### ЧТО ТРЕБУЕТСЯ:
Можете обновить фрагмент исходного текста между "В новокрестьянской поэзии" и "вроде рериховской клоунады)." включительно, заменив "клоунады" на "буффонады", и привести его целиком?

::: ИСХОДНЫЙ ТЕКСТ :::

Метафизика Достоевского - Константин Исупов 4 стр.


О. Мандельштам в трактате "Разговор о Данте" (1933) писал, что современники великого флорентийца воспринимали Библию как экстренный выпуск газеты. В полной мере эту реплику можно отнести к русскому опыту поэтического евангелизма.

Конечно, не обошлось и без "ересей". Употребим это слово вне контекстов осуждения: поэт, даже и христианский, всегда немножко "еретик", если он не пономарь, озвучивающий Псалтырь (как некоторые новоявленные псалмопевцы).

В новокрестьянской поэзии воскрешаются мотивы "мужицкого Христа" (Н. Клюев, С. Есенин), а в опусах символистского толка развернут Апокалипсис Второго пришествия (ранние "Симфонии" A. Белого; "Эсхатологическая мозаика" П. Флоренского; лирика Ф. Сологуба, Д. Мережковского, 3. Гиппиус, М. Волошина). Актуализуется старинная апокалиптика Третьего Завета иоахимитского толка (А. Шмидт; оккультные школы; теософы всех мастей; псевдорелигии, вроде рериховской клоунады).

Особую мифологию "экуменического" Русского Христа создал B. Хлебников; эсхатологическая концепция Мессии предъявлена в "Розе Мира" (1950-е годы) и в лирике Д. Андреева.

Амбивалентный (ценностно обратимый) характер русского человека выразил себя в образах чёрта, "соблазненного" светом Христовой Истины (от галлюцинаторного собеседника Ивана Карамазова до героя романа В.В. Орлова "Альтист Данилов", 1980). Чёрт, увлеченный деланием добра – это что-то новое. Но это наш, Русский Чёрт, он в той же (апофатической, т. е. отрицательно-утвердительной) манере отражает характер ко всему готового русского человека, в какой отражает его и Русский Бог.

От пушкинской "бездны мрачной на краю" до "хоть немного еще постою на краю!" нашего певца-современника живет в русском поэтическом сознании память особого религиозно-этического риска. Она, эта ближняя память, говорит человеку: добро и зло находятся на равном от тебя расстоянии, и лишь от тебя зависит добровольный выбор меж прямым путем Христа и кривым, бесовским блудом блуждания в море страстей человеческих.

Показателен путь Блока от Христа, буквально, "биографически" пережитого в образах Голгофы ("Пред ликом Родины суровой / Я закачаюсь на кресте"), к Христу мужицкому, а к финалу жизни – к жутковатому монстру-антиподу его – "Христу-Антихристу" поэмы "Двенадцать" (1918).

Богочеловеческая, а точнее – человекобожеская тема нашла себя и в идеологии пролетарской культуры (А. Платонов: "Христос и мы", 1920; "О нашей религии", "Новое Евангелие"), и в движении "богостроительства". Это были наивные и трагические по своим последствиям потуги "приспособить" Нагорную проповедь к "Моральному кодексу строителя коммунизма" (вплоть до прямых цитаций).

Христоцентричное сознание XX века пытается сохранить образ Спасителя в возможной полноте христианского мирочувствия, – в религиозной публицистике С. Аскольдова, Ивана и Владимира Ильиных, Б. Зайцева, статьях и стихах Е. Кузьминой-Караваевой, в прозе И. Шмелева, в лирике А. Ахматовой и Б. Пастернака. Легко убедиться в этом и на творчестве наших и недавно ушедших, и ныне здравствующих поэтов-современников: по-византийски велелепного и трагически-серьезного москвича С. Аверинцева; петербуржца А. Кушнера с его тонкой грустью.

::: ПРЕДОСТАВЛЕННЫЕ МАТЕРИАЛЫ :::

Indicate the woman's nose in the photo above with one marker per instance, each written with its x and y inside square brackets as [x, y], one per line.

:::

### ИТОГОВЫЙ РЕЗУЛЬТАТ:
В новокрестьянской поэзии воскрешаются мотивы "мужицкого Христа" (Н. Клюев, С. Есенин), а в опусах символистского толка развернут Апокалипсис Второго пришествия (ранние "Симфонии" A. Белого; "Эсхатологическая мозаика" П. Флоренского; лирика Ф. Сологуба, Д. Мережковского, 3. Гиппиус, М. Волошина). Актуализуется старинная апокалиптика Третьего Завета иоахимитского толка (А. Шмидт; оккультные школы; теософы всех мастей; псевдорелигии, вроде рериховской буффонады).